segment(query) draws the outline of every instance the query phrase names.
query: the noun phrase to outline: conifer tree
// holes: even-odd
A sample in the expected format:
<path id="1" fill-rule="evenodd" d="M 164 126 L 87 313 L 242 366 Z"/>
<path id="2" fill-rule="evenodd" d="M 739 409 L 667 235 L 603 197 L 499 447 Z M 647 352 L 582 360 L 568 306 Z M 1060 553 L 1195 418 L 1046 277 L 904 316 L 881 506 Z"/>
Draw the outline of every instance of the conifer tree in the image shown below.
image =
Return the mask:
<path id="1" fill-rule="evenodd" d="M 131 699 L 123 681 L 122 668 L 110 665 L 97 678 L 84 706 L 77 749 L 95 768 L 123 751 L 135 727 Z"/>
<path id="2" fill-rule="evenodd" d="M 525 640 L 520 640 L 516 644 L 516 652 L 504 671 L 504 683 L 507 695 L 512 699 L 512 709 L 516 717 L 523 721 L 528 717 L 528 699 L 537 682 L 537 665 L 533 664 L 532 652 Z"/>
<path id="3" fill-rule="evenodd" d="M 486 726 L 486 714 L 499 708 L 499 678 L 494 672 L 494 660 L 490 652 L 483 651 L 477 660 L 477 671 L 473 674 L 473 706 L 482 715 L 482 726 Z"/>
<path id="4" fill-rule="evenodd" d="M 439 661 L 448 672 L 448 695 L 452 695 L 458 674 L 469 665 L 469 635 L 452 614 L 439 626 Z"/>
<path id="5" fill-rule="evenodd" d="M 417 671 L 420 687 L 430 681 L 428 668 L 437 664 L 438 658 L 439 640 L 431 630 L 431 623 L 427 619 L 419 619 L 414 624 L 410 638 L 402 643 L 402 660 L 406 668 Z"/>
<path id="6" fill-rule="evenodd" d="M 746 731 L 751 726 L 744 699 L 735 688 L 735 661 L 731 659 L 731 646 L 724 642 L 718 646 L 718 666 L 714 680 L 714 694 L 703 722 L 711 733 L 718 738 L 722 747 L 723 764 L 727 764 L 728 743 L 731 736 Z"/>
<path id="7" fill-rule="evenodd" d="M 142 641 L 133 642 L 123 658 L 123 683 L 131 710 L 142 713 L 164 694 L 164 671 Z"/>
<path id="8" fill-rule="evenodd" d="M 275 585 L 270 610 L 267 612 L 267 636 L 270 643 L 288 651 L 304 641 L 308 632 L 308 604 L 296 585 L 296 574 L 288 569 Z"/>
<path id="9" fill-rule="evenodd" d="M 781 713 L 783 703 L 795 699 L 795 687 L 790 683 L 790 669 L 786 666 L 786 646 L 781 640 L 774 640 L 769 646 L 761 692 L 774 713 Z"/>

□ □ □ □

#### [REQUIRED WORK]
Duplicate everything from the start of the data down to the line containing "131 699 L 123", including both of those lines.

#### [ANSWER TO THE PROBLEM]
segment(query) draws the outline of every instance the query phrase names.
query: the noun phrase to outline: conifer tree
// holes: even-odd
A sample in the expected format:
<path id="1" fill-rule="evenodd" d="M 164 126 L 87 313 L 242 366 Z"/>
<path id="2" fill-rule="evenodd" d="M 739 409 L 667 235 L 603 197 L 499 447 Z M 647 352 L 582 360 L 568 306 Z M 1060 553 L 1195 418 L 1046 277 L 904 316 L 881 506 Z"/>
Draw the outline of every instance of the conifer tree in the image shown below.
image =
Return the mask:
<path id="1" fill-rule="evenodd" d="M 131 699 L 123 681 L 122 668 L 110 665 L 97 678 L 84 706 L 77 749 L 95 768 L 123 751 L 135 727 Z"/>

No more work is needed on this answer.